--- start Material shown ---

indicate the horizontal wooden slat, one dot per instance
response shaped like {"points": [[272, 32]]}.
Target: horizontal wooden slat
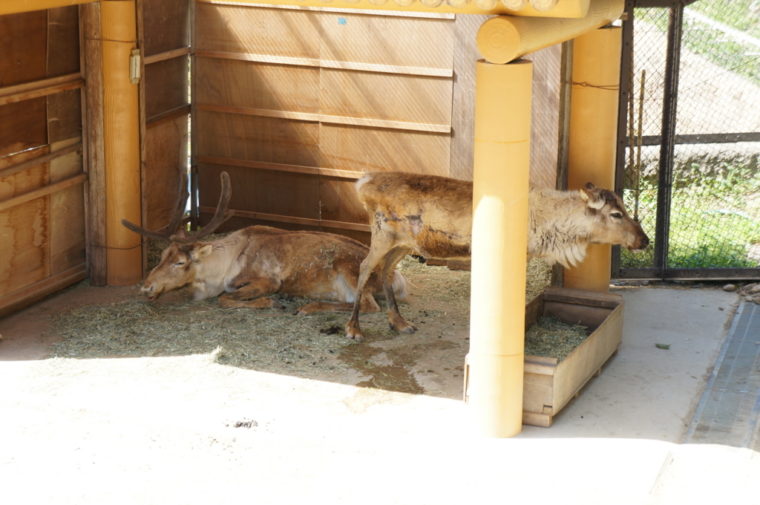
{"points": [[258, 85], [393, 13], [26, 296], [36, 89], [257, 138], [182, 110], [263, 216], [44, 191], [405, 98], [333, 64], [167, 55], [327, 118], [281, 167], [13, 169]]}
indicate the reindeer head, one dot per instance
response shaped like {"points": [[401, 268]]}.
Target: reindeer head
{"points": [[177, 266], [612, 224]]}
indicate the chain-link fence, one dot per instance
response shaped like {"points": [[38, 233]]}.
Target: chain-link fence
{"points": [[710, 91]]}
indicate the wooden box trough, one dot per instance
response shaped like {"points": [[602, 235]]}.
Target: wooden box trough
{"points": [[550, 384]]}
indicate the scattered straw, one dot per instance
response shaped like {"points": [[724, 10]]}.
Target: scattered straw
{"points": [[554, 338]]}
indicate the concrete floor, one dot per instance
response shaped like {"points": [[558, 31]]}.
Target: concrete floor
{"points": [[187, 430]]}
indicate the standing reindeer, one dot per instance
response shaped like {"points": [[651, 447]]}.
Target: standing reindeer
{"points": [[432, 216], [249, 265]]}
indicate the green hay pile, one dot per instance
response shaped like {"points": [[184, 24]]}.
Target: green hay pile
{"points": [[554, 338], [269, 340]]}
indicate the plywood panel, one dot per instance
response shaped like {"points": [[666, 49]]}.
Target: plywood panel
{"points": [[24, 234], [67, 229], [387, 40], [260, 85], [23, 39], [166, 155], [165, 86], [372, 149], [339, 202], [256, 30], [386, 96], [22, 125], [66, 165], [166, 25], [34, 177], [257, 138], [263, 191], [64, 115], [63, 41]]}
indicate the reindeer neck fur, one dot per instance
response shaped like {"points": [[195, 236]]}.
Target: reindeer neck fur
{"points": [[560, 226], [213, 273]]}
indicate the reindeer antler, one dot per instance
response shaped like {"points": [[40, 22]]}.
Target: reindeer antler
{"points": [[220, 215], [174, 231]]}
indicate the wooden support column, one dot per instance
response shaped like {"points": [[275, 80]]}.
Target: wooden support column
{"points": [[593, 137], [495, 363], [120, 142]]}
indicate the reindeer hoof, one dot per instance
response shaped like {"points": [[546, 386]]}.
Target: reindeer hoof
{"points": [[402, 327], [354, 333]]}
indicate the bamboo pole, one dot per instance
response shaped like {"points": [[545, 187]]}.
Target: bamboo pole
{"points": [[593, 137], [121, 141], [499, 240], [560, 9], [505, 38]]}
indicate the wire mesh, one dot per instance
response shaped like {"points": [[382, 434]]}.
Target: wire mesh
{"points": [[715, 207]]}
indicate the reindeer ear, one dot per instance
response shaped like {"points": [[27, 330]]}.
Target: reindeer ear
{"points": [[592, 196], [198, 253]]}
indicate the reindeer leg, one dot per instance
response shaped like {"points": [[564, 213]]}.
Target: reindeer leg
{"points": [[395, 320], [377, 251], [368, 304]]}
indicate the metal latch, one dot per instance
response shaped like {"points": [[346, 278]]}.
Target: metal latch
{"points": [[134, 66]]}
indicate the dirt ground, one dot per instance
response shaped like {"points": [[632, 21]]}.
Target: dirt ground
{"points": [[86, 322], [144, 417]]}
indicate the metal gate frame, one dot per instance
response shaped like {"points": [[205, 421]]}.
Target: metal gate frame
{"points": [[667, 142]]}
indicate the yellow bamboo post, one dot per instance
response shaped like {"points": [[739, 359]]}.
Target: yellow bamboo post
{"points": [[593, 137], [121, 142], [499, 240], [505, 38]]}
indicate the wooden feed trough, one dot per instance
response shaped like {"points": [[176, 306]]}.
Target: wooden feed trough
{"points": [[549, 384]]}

--- end Material shown ---

- _Objective_
Copy all of the records above line for line, with no changes. Leave the pictures out of your copy.

- _Task solution_
indicate the horizontal wooden slat, one dot per instance
response shaped like {"points": [[272, 32]]}.
Target: horizontal wooden slat
{"points": [[258, 85], [393, 13], [26, 296], [36, 89], [257, 138], [182, 110], [263, 216], [44, 191], [405, 98], [333, 64], [167, 55], [327, 118], [281, 167], [13, 169]]}
indicate the reindeer head, one dot per instance
response shaped like {"points": [[401, 268]]}.
Target: reindeer head
{"points": [[177, 266], [612, 224]]}
indicate the chain-link fence, one dot per instance
response shaped like {"points": [[38, 233]]}.
Target: chain-link fence
{"points": [[710, 91]]}
indicate the wooden box trough, one dot per instance
response shaped like {"points": [[602, 235]]}.
Target: wooden box trough
{"points": [[550, 384]]}
indicate the scattered straw, one dot per instance
response shaped like {"points": [[724, 10]]}.
Target: scattered straw
{"points": [[554, 338]]}
indicate the concrete floor, one dot per instance
response shaped like {"points": [[558, 31]]}.
Target: concrete floor
{"points": [[187, 430]]}
indicate the standing reindeer, one dot per instance
response shaped like {"points": [[651, 447]]}.
Target: standing reindeer
{"points": [[432, 216], [249, 265]]}
indicate the green hay pile, one dot per instance
response shaped like {"points": [[184, 24]]}.
Target: green hay pile
{"points": [[554, 338], [269, 340]]}
indicate the plywood panel, one dot per instance
response shaped like {"points": [[666, 49]]}.
Target: plywood panel
{"points": [[24, 234], [67, 229], [387, 40], [260, 85], [23, 39], [166, 155], [165, 86], [372, 149], [339, 202], [256, 30], [386, 96], [22, 125], [66, 165], [166, 25], [34, 177], [257, 138], [263, 191], [64, 115], [63, 41]]}
indicate the reindeer neck fur, one dot per instance
response shaped like {"points": [[195, 236]]}.
Target: reindeer neck fur
{"points": [[560, 226], [213, 273]]}
indicate the reindeer antler, one dot per instance
response shaped like {"points": [[40, 22]]}.
Target: reindeer antler
{"points": [[220, 215], [174, 231]]}
indicate the wooden support column, one dot per instance
response shaped like {"points": [[275, 80]]}.
Target: wooden support column
{"points": [[593, 137], [495, 363], [120, 142]]}
indicate the reindeer hoof, one dot per instance
response shaped like {"points": [[546, 386]]}.
Target: reindeer hoof
{"points": [[402, 327], [354, 333]]}
indicate the bamboo pole, one dot per instance
response shaped like {"points": [[545, 187]]}.
Target: bamboo pole
{"points": [[593, 137], [121, 141], [499, 240], [560, 9], [505, 38]]}
indicate the wire mesh, one dot per instance
response shaped like {"points": [[382, 434]]}.
Target: wire mesh
{"points": [[715, 207]]}
indicate the reindeer ear, one dot per instance
response shaped like {"points": [[27, 330]]}.
Target: reindeer ear
{"points": [[592, 196], [198, 253]]}
indicate the reindeer leg, one dot per instance
response shaped like {"points": [[564, 213]]}.
Target: reindeer leg
{"points": [[395, 320], [377, 251], [368, 304]]}
indicate the metal latch, one dot per instance
response shaped like {"points": [[346, 278]]}.
Target: metal latch
{"points": [[134, 66]]}
indicate the dirt ground, one dot per instance
response shaped like {"points": [[632, 21]]}.
Target: dirt ground
{"points": [[86, 322], [144, 417]]}
indicate the metal gate frame, one dot per instance
response shaped like {"points": [[205, 421]]}.
Target: metal gate frame
{"points": [[667, 142]]}
indicate the yellow bamboo post, one dot per instance
response shaped like {"points": [[739, 359]]}.
Target: yellow bamboo post
{"points": [[593, 137], [121, 142], [499, 240], [505, 38]]}
indicate the wooden feed trough, one dot per instance
response shaped like {"points": [[176, 306]]}.
Target: wooden feed trough
{"points": [[549, 384]]}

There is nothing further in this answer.